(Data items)
--- START ---

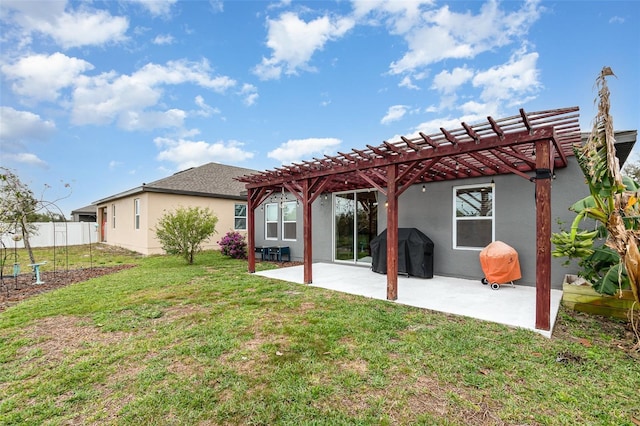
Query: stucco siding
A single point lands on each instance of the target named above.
(515, 221)
(152, 207)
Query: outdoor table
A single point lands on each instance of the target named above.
(277, 252)
(264, 252)
(36, 269)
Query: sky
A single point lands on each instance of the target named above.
(98, 97)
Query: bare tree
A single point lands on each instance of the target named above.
(17, 205)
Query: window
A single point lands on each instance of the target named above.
(136, 213)
(240, 217)
(473, 225)
(289, 224)
(271, 221)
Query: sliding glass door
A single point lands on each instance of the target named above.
(355, 224)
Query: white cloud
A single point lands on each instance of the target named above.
(407, 82)
(68, 28)
(395, 113)
(17, 126)
(41, 77)
(157, 7)
(443, 34)
(25, 158)
(186, 153)
(163, 39)
(517, 78)
(398, 15)
(108, 97)
(296, 149)
(294, 41)
(250, 94)
(448, 82)
(148, 120)
(205, 110)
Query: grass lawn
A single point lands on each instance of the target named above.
(207, 344)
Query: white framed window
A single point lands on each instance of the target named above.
(240, 217)
(271, 221)
(289, 223)
(136, 213)
(473, 219)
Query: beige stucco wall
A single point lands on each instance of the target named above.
(152, 207)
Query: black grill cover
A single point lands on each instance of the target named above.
(415, 253)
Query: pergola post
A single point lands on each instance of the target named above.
(392, 233)
(251, 232)
(307, 231)
(543, 234)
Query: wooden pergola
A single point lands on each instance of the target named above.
(530, 145)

--- END ---

Task objective:
Give again, exactly, every line from the one holding "Query: window" to the last line of the data.

Task solution:
Query: window
A single point lands on each instance of the target named above.
(136, 213)
(240, 217)
(473, 225)
(289, 224)
(271, 221)
Query: sliding glass door
A single point lands on each instance of the target named above.
(355, 224)
Query: white cloud
A single point lands on each instance of the target named above.
(407, 82)
(68, 28)
(395, 113)
(17, 126)
(41, 77)
(157, 7)
(443, 34)
(25, 158)
(186, 153)
(163, 39)
(517, 78)
(398, 15)
(108, 97)
(296, 149)
(294, 41)
(250, 94)
(448, 82)
(148, 120)
(205, 110)
Query: grass lawn
A single point lands on each instance of the target named above.
(207, 344)
Query: white framed window
A single point lands on each instance of the target named above.
(240, 217)
(271, 221)
(289, 223)
(136, 213)
(473, 219)
Query: beige stucco wall
A single point lands on each instance of the target named above.
(152, 207)
Query: black grill cover
A single point lands on each instance of the target named above.
(415, 253)
Query: pergola post
A single point lands on each instance of the target named above.
(392, 233)
(251, 232)
(307, 231)
(543, 234)
Query: wooden pergola
A single point lands on each instance of the target named above.
(530, 145)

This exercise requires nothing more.